### [Goal of the exercise]
Reproduce the listing below line for line, without altering any character.

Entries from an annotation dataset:
--- Begin ---

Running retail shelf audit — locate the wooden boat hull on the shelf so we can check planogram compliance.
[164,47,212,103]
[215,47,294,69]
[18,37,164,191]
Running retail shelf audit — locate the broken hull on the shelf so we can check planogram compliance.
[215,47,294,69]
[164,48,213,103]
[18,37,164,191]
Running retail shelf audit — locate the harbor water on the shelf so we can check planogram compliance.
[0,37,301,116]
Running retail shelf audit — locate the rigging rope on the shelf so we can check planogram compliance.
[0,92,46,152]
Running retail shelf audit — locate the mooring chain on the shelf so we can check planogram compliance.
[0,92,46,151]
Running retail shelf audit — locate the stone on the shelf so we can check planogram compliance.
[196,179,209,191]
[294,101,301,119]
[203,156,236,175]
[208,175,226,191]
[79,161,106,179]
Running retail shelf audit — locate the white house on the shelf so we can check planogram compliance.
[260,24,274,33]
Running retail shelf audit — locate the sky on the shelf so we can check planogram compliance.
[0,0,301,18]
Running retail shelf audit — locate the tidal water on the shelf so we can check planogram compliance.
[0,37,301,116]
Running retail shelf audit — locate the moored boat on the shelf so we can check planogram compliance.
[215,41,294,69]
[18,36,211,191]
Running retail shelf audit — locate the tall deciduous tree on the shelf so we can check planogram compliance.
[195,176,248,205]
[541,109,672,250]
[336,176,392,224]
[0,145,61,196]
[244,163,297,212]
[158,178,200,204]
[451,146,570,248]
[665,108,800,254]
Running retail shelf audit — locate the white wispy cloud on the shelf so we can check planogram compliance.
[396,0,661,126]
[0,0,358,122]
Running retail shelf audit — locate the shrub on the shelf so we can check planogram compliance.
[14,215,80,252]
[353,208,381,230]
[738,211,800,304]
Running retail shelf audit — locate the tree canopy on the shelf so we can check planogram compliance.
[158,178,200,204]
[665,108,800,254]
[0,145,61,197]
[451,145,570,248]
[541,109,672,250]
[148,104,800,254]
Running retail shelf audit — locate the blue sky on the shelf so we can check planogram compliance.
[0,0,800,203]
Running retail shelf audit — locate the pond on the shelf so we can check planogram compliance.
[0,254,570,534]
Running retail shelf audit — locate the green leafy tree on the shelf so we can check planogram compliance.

--- End ---

### [Exercise response]
Running retail shelf audit — locate the wooden boat hull on the shelf so we can check planogram compliance.
[164,47,212,103]
[215,47,294,69]
[18,37,164,191]
Running retail shelf audit — locate the broken hull on the shelf so we can check planogram compliance.
[215,47,294,69]
[164,48,213,103]
[18,37,164,191]
Running retail shelf audit — locate the harbor water on the shelf so we can check planogram compliance.
[0,37,301,116]
Running retail shelf audit — locate the rigging rope on the shelf so we can check planogram compliance.
[0,92,46,152]
Running retail shelf audit — locate the mooring chain on the shelf so we can check planogram compliance.
[0,92,46,151]
Running retail shelf audit — locate the stone on the shelf so we can check planogram compliance.
[196,179,209,191]
[294,101,301,119]
[203,156,236,175]
[208,175,226,191]
[79,161,106,179]
Running retail shelf audit — locate the white house on the shelf so we can check planogram compliance.
[260,24,274,33]
Running retail shelf audit — locate the sky on the shelf so we can check planogram compliance.
[0,0,301,18]
Running retail shelf audit — locate the tidal water on the shelf so we can check planogram compliance.
[0,37,301,116]
Running retail shelf audit — locate the moored boat on the shelf so we can check planogram compliance.
[215,41,294,69]
[18,36,211,191]
Running retail shelf audit — locate the tall deciduous tree on the shelf so we can check planogram compliance.
[195,176,248,205]
[541,109,672,250]
[336,176,392,224]
[0,145,61,196]
[244,163,297,212]
[158,178,200,204]
[451,146,570,248]
[665,108,800,254]
Running retail shelf audit — locate the white wispy cloud on the shelf so we can check planogram compliance.
[396,0,661,126]
[0,0,358,122]
Running retail shelf audit — locate the shrub on the shelf so we can check planogram compliance.
[14,215,80,252]
[353,208,381,230]
[738,211,800,304]
Running retail shelf audit — locate the tree canopy on the shelf so we can check planogram compliance.
[158,178,200,204]
[665,108,800,254]
[0,145,61,197]
[451,145,570,248]
[541,109,672,250]
[148,104,800,254]
Running retail shelf audit — locate the blue sky on the shelf so we can check planogram compliance.
[0,0,800,203]
Running retail shelf audit — locate the pond on the shelf so we can check planogram compliance.
[0,254,570,534]
Running retail shelf audit — locate the green leafy tree on the shelf so we can check planogram compliance.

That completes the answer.